Instructions for the task:
Take the line containing "the horizontal stabilizer." and all lines after it to the end of the records, and output them exactly.

## begin Information supplied

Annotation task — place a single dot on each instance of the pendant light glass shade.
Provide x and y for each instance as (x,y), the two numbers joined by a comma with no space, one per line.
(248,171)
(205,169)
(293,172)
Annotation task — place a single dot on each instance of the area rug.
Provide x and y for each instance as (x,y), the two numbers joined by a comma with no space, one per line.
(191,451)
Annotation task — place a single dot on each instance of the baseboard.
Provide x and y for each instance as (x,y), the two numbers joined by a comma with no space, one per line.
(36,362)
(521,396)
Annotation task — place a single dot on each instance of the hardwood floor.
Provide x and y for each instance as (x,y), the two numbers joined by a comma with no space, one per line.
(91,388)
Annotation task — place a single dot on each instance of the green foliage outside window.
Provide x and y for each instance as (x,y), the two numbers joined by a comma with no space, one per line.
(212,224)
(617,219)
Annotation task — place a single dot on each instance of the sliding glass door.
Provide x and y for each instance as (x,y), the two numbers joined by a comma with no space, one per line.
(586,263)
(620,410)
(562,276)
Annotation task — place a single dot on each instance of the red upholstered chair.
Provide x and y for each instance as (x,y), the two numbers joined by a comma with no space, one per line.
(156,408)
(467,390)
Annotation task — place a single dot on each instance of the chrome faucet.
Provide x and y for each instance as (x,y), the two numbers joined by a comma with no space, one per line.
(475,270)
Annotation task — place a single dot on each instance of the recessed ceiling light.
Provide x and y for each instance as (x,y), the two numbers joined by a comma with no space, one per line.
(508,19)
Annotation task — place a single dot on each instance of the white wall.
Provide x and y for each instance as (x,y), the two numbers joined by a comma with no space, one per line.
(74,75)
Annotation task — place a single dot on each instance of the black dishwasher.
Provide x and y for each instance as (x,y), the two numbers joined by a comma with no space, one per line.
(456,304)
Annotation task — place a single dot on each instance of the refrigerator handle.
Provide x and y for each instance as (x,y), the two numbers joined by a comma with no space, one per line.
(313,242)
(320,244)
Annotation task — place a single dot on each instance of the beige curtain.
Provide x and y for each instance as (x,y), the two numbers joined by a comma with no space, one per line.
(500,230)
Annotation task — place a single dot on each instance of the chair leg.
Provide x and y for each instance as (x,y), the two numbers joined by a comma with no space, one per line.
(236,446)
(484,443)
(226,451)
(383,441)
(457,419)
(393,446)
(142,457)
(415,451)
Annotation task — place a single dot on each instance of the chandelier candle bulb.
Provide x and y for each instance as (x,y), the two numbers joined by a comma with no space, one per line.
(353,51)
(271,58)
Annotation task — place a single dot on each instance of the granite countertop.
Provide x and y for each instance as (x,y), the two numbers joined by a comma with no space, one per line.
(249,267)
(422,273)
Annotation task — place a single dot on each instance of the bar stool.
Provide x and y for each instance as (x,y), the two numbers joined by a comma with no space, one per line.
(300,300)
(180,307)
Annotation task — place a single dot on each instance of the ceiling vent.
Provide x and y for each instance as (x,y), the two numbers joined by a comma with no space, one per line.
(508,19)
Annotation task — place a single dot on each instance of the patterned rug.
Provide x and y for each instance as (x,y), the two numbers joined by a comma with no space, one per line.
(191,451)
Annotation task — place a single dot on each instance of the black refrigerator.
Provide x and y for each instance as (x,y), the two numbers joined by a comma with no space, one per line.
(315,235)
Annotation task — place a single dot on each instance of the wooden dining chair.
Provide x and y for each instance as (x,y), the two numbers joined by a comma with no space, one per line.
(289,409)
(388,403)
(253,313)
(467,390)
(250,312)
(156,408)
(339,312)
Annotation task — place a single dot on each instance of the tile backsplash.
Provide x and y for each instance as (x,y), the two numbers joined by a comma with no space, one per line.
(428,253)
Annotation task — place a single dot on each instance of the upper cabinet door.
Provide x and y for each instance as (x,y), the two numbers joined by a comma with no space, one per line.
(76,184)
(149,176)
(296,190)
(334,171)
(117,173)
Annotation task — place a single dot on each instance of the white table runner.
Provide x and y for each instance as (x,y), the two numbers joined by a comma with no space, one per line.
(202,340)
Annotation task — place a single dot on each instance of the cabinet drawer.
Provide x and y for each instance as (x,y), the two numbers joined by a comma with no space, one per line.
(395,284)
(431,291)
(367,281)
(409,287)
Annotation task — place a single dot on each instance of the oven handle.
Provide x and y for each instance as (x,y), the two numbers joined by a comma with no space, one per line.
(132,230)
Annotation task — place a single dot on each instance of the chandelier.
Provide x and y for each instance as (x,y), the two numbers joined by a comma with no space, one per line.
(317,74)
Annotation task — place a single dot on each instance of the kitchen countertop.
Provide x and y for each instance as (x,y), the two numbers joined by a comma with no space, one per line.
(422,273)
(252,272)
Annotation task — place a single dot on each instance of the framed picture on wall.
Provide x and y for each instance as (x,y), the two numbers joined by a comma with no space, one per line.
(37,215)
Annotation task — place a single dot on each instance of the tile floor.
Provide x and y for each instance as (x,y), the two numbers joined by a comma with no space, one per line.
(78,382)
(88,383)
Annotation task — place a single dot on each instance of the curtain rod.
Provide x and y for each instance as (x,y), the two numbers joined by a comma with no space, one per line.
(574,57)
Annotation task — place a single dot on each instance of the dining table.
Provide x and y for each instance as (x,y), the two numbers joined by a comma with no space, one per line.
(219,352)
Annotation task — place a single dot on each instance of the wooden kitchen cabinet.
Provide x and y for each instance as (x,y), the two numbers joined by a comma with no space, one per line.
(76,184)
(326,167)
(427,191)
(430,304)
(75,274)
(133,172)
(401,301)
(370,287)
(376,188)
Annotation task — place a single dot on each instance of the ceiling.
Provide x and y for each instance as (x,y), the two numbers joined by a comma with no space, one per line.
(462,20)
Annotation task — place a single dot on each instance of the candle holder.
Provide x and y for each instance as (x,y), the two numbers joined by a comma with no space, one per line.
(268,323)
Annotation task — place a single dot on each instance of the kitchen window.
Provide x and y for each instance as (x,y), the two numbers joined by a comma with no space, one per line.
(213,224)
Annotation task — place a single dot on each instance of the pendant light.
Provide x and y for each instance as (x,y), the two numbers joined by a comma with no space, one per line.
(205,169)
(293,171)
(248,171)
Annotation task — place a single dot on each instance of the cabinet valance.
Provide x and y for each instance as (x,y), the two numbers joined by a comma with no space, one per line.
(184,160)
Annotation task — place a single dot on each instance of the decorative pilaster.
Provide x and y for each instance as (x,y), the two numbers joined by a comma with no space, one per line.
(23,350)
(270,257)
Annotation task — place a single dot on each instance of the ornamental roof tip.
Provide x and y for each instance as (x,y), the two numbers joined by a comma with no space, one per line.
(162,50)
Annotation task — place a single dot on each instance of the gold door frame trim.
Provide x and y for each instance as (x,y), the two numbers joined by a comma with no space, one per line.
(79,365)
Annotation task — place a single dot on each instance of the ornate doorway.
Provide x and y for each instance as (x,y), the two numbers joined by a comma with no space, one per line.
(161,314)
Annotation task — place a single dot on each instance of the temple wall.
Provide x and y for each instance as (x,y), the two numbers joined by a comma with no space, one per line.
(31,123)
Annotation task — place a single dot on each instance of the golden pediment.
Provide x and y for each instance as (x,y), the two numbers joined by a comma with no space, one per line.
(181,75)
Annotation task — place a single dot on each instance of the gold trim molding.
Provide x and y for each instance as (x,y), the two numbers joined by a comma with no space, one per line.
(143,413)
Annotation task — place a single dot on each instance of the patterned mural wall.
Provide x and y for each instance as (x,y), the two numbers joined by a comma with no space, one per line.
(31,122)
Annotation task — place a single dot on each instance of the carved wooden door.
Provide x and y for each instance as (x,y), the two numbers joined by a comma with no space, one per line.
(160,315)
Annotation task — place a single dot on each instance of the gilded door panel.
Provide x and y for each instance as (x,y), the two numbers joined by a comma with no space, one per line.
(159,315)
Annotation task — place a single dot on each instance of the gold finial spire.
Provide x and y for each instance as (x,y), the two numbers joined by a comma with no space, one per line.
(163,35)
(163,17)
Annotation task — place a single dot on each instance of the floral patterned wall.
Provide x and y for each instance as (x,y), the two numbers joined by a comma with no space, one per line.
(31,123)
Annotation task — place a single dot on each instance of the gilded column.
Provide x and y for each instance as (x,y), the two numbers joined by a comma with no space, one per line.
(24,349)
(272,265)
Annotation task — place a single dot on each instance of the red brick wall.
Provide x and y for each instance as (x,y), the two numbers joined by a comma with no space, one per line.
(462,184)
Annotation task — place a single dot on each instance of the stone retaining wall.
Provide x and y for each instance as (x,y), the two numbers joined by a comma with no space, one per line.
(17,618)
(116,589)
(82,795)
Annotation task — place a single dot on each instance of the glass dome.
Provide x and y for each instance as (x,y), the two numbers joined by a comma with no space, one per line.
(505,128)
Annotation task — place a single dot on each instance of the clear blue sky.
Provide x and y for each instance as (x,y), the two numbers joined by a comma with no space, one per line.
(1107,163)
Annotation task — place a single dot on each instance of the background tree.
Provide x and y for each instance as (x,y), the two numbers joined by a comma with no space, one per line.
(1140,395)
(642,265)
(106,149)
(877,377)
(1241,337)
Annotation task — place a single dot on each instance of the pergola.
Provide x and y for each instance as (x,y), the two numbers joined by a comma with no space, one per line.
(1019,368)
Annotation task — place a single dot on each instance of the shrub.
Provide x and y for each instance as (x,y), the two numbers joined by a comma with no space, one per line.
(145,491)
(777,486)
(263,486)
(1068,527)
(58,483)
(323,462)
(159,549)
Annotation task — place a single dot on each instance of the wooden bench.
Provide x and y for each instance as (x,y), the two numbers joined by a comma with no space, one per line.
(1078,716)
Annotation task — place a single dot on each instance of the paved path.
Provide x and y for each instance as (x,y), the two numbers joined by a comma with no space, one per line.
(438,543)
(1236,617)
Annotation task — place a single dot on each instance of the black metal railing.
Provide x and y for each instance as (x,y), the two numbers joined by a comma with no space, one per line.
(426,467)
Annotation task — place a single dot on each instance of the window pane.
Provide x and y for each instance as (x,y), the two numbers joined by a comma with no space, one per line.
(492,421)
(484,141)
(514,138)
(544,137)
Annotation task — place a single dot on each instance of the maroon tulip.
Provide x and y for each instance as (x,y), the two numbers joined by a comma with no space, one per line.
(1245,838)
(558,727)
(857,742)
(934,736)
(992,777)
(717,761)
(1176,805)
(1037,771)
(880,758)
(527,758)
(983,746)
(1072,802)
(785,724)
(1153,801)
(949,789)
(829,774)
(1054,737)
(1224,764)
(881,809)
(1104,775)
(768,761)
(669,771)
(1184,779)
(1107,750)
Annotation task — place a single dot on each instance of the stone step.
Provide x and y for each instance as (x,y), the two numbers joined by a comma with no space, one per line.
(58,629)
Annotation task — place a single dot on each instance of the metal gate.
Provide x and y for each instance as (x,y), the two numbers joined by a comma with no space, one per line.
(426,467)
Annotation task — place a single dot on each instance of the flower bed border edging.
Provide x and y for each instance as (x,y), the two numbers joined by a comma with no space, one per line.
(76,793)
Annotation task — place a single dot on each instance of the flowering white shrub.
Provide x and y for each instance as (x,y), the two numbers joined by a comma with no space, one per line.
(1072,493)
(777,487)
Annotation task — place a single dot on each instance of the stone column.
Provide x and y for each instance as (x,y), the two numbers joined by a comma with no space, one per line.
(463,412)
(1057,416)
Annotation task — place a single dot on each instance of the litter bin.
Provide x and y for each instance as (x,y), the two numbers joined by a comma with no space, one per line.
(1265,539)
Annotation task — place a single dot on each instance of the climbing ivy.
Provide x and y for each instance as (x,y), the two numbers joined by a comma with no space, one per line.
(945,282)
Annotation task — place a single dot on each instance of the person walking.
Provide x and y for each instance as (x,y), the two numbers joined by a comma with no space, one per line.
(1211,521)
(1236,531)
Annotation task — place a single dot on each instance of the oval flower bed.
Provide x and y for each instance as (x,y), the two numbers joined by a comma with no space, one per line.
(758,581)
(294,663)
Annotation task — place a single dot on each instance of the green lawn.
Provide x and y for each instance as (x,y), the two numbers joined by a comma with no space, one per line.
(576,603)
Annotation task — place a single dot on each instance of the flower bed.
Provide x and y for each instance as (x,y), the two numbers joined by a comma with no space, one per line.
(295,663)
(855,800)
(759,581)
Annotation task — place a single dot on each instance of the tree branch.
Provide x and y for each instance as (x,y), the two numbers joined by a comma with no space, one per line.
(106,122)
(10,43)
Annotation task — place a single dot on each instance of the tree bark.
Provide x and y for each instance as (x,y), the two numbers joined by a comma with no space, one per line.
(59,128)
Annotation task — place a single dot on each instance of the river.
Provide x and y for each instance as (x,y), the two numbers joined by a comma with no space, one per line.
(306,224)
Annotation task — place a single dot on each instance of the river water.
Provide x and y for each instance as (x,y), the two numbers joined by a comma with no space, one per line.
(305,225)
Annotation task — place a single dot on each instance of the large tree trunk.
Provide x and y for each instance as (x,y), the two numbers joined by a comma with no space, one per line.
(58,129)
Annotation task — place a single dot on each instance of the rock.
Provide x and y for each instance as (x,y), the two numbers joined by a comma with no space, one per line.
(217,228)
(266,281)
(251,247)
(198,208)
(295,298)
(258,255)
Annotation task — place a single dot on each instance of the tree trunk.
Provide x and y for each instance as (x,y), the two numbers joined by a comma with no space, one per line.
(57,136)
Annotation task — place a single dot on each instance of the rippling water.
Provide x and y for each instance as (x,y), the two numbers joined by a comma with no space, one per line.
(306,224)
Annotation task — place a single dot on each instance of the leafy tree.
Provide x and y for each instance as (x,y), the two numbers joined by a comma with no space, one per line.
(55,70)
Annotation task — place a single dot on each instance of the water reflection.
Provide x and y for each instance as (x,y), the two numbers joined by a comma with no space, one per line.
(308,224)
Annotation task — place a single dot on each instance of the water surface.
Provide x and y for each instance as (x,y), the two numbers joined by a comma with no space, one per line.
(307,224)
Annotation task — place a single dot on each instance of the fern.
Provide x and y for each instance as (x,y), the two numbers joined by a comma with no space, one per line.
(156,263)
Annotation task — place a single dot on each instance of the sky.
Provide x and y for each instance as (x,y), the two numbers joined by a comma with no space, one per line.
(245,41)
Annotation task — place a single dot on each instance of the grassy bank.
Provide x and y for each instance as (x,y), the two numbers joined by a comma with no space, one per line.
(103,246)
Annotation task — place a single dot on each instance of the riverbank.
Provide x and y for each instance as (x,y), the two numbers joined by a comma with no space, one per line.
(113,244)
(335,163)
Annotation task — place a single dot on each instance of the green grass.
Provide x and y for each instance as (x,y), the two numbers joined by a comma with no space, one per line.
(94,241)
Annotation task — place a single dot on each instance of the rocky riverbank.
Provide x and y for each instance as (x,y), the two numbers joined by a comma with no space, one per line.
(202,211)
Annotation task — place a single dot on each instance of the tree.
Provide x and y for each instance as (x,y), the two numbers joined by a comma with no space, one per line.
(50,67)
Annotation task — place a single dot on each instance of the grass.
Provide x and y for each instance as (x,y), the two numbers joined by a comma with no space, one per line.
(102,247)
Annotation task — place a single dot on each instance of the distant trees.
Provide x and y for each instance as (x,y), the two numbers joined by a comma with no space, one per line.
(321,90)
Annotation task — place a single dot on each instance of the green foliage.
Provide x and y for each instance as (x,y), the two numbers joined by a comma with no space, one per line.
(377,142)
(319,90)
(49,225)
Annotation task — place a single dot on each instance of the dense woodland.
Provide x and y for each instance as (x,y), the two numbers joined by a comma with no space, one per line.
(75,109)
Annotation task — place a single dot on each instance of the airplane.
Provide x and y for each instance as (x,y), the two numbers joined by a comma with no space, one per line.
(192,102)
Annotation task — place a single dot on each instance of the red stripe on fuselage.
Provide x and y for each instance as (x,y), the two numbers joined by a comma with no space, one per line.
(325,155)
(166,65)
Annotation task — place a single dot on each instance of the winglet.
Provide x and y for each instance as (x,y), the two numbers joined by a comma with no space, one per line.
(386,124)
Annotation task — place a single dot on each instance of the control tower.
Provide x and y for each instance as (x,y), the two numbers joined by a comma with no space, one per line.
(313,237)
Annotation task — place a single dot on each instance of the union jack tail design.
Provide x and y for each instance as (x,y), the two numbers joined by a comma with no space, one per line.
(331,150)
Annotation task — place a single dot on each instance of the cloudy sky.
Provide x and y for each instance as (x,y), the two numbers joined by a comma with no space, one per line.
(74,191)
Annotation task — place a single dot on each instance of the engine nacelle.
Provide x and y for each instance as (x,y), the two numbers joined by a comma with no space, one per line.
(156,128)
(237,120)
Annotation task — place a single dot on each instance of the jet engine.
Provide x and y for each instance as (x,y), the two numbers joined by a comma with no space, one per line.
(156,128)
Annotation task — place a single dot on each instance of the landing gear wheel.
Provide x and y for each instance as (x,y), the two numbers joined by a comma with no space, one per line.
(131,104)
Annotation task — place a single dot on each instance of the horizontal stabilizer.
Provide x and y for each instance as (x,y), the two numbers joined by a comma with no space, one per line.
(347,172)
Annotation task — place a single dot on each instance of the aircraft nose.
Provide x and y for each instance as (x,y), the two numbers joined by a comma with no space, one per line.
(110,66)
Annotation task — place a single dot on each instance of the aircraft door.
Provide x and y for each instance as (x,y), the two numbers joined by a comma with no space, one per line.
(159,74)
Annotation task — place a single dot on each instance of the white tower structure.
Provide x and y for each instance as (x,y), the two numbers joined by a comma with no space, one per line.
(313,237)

## end Information supplied

Exercise result:
Annotation task — place a single dot on each instance of the horizontal stabilizer.
Provide x and y for each instance as (x,y), the two numbers joined by a comma with no space, one per line.
(347,172)
Annotation task — place a single dot on each instance of the aircraft nose.
Provide x and y for each instance as (x,y), the two numbers joined by a comma with no space, one per line.
(110,66)
Annotation task — place a single dot on each instance of the aircraft door.
Provide x and y for each instance as (x,y), the two numbers joined by a comma with no space, one per line.
(159,74)
Annotation task — place a single dot on each instance of the white tower structure.
Provide x and y for each instance as (x,y), the two numbers joined by a comma with no space, one per line.
(313,237)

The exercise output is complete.